### Document extract
Behind the Scenes: Shannon MacLeod
Embrace the Lace by Shannon MacLeod
My goal is always to tell an entertaining, fun story that hasn’t been done before. I get daily emails with the new romance releases, read the blurbs and try to avoid plotlines that are overdone (you know the ones). In time travel romance, the heroine always is in a massive struggle to get back to her own time but torn between home and new love. Two of my favorite words are “what if”. In the case of Embrace The Lace, it was what if the heroine didn’t want to leave? What if she really liked where she was and didn’t mind staying? I adore Van – smart, fiercely independent, and being a woman in a male dominated field, has both wicked wit and a sailor’s mouth. She’s completely at odds with 17th century Scotland, where woman are still to an extent considered property. So there’s a fish out of water element, and to counter that, I needed a strong male lead with just a hint of Darrin Stephens-ness. Andrew was that result, strong sense of duty but young enough at heart that he is absolutely charmed (and often befuddled) by Van’s zest for life.
One of the critiques I’ve received for Embrace the Lace is my confusing the medieval/renaissance periods. Each time the period was mentioned, it was in Van’s dialogue. I figured Van (as an Engineering student) likely wouldn’t have the nuances of historical reference, so mistakes would be inevitable. I promise I do know the difference 🙂
I used to write late at night because I thought it terribly romantic (cue dark and stormy thunderstorm app), tortured artiste and all that rubbish. I have since found that I get much more done in the mornings. I almost always write in my home office, surrounded by windows so I can watch the birds and squirrels while I’m thinking. No TV, phone turned off and instrumental music only so I won’t be tempted to sing along. I AM the poster child for “easily distractable”. Writer’s block is absolutely a thing. Whenever I hit a wall, I’d go reorganize something (writers have the cleanest closets). I think about the current dilemma, try to imagine the most ridiculous resolution possible then land somewhere in between. “What could possibly go wrong? Ok, let’s go with that.”
I plot, outline, do worksheets on character building, and start typing. Then somewhere around 20,000 words the characters say, “You go sit down, we got this”, often deviating from what I’ve so painstakingly laid out. In many cases, I’m just trying to keep up. I find new character traits as I go and always end up backtracking to weave those in.
Call it a character flaw (or more accurately OCD/ADHD), but I live for research. I keep a dictionary open to search word origins, so that a 16th-century Scot doesn’t use a word unknown before the 20th century. Or as in the case of my work in progress, a 9th-century Irish slave doesn’t grasp the skirt of her cotton gown, cotton not being introduced in Ireland until 1750.
With prior novels, I received requests from readers asking for a pronunciation guide for the Gaelic words/phrases. I included that in the back of Embrace the Lace, along with a glossary of some of the more interesting things I learned along the way. Although I do speak some Scots, I have a native speaker who checks my grammar and spelling, often with hilarious results. “What the actual *** are ye trying to say, lass?” is common feedback.

### Records supplied
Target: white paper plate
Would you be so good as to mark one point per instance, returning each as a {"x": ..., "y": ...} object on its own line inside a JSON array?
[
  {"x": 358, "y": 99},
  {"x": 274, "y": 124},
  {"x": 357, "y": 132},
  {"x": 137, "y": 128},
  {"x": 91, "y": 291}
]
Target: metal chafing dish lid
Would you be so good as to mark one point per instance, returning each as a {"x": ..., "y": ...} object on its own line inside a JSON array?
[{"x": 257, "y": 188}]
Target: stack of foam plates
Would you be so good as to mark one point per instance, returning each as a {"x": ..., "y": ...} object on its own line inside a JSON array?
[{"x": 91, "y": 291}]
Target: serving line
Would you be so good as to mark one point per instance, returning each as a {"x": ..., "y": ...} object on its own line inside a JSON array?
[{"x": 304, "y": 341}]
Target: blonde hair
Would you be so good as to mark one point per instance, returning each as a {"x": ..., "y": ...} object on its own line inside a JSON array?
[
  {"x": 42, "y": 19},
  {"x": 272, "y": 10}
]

### Tasks to perform
1. In the behind-the-scenes piece, what does Shannon MacLeod keep open to look up word origins?
2. Reproduce word for word the passage of the behind-the-scenes piece between "I plot, outline, do" and "weave those in.", inclusive.
The data plays no part in this work and can be set aside.

### Task answers
1. She keeps a dictionary open.

2.
I plot, outline, do worksheets on character building, and start typing. Then somewhere around 20,000 words the characters say, “You go sit down, we got this”, often deviating from what I’ve so painstakingly laid out. In many cases, I’m just trying to keep up. I find new character traits as I go and always end up backtracking to weave those in.